AUSZUG

******************************

„Die RWTH Innovation hat uns sehr dabei geholfen, eine Kooperation mit dem Uniklinikum Aachen einzugehen.“

Das Gründungsteam der Sequantrix GmbH (v.l.n.r.): Dr. Konrad Hoeft, Dr. Sikander Hayat, Prof. Dr. Rebekka Schneider, Prof. Dr. Rafael Kramann und Dr. Michael Rheinecker
© Prof. Dr. Rafael Kramann

Der Schritt vom Forschungslabor zum eigenen Unternehmen ist für Wissenschaftlerinnen und Wissenschaftler nicht immer einfach. Doch Prof. Dr. Rafael Kramann und Prof. Dr. Rebekka Schneider ist es gelungen, das eine zu tun, ohne das andere zu lassen. Sie haben im Juni 2023 die Sequantrix GmbH gegründet, um Therapien für Organfibrosen, kurz: Vernarbungen der inneren Organe, zu entwickeln und auf den Markt zu bringen. Zugleich setzen sie ihre Forschungsarbeiten, die sie in den USA begonnen haben, an der Uniklinik RWTH Aachen fort. Für das Gelingen dieser Kollaboration spielte die RWTH Innovation mit ihrem Know-how und ihrer Moderation eine wichtige Rolle.

******************************

EXTRAHIERTE INFORMATIONEN
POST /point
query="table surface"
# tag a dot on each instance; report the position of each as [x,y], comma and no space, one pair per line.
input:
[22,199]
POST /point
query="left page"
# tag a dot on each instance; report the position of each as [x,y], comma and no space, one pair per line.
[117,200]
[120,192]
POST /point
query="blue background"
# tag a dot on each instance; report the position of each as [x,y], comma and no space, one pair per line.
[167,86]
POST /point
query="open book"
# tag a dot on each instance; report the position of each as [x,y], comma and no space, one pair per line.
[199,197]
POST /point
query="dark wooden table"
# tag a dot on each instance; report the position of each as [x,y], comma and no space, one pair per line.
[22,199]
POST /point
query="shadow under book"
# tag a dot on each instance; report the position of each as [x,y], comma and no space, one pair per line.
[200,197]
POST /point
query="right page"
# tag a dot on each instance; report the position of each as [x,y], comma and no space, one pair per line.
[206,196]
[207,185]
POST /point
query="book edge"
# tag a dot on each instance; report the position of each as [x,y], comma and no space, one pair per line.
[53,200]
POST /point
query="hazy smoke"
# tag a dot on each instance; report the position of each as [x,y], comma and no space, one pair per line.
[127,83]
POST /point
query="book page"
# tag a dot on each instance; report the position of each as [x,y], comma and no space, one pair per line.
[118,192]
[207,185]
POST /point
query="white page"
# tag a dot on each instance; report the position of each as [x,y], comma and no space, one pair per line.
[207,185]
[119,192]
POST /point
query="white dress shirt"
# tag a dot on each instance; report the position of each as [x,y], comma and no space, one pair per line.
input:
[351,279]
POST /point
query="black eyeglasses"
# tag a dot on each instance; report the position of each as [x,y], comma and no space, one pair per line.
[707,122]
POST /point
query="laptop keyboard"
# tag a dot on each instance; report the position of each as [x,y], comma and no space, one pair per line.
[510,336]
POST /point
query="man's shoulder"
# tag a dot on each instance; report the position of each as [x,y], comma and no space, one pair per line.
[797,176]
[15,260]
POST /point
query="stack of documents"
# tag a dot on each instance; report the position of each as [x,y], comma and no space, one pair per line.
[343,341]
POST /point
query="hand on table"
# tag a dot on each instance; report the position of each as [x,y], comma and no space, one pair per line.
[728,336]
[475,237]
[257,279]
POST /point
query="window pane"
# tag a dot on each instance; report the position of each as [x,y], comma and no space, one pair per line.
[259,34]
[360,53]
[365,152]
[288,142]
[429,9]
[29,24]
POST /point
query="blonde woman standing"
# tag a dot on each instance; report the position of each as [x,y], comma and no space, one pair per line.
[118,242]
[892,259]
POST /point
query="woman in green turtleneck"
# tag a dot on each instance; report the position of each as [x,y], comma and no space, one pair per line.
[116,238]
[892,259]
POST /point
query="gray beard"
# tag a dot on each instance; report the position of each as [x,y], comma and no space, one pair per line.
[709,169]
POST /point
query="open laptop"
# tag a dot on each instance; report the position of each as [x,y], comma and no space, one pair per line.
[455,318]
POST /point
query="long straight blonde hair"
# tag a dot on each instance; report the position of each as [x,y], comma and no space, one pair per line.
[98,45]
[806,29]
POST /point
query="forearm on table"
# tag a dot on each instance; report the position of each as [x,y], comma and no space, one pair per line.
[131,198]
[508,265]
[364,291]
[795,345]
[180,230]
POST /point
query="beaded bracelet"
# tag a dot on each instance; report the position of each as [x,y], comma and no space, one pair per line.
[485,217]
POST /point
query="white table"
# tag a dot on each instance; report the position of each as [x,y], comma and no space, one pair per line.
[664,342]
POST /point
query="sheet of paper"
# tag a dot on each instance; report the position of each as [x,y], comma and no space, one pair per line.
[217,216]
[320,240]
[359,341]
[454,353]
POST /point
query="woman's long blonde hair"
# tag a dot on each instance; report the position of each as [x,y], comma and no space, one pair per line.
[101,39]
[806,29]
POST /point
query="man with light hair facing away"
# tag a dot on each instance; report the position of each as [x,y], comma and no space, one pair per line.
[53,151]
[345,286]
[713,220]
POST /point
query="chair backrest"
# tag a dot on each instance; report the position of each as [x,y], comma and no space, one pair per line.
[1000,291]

******************************

ARBEITSAUFTRAG
Zitieren Sie aus dem Auszug über die Sequantrix GmbH wörtlich die Stelle von „Das Gründungsteam der“ bis „eine wichtige Rolle.“.

ERGEBNIS DER ÜBUNG
Das Gründungsteam der Sequantrix GmbH (v.l.n.r.): Dr. Konrad Hoeft, Dr. Sikander Hayat, Prof. Dr. Rebekka Schneider, Prof. Dr. Rafael Kramann und Dr. Michael Rheinecker
© Prof. Dr. Rafael Kramann

Der Schritt vom Forschungslabor zum eigenen Unternehmen ist für Wissenschaftlerinnen und Wissenschaftler nicht immer einfach. Doch Prof. Dr. Rafael Kramann und Prof. Dr. Rebekka Schneider ist es gelungen, das eine zu tun, ohne das andere zu lassen. Sie haben im Juni 2023 die Sequantrix GmbH gegründet, um Therapien für Organfibrosen, kurz: Vernarbungen der inneren Organe, zu entwickeln und auf den Markt zu bringen. Zugleich setzen sie ihre Forschungsarbeiten, die sie in den USA begonnen haben, an der Uniklinik RWTH Aachen fort. Für das Gelingen dieser Kollaboration spielte die RWTH Innovation mit ihrem Know-how und ihrer Moderation eine wichtige Rolle.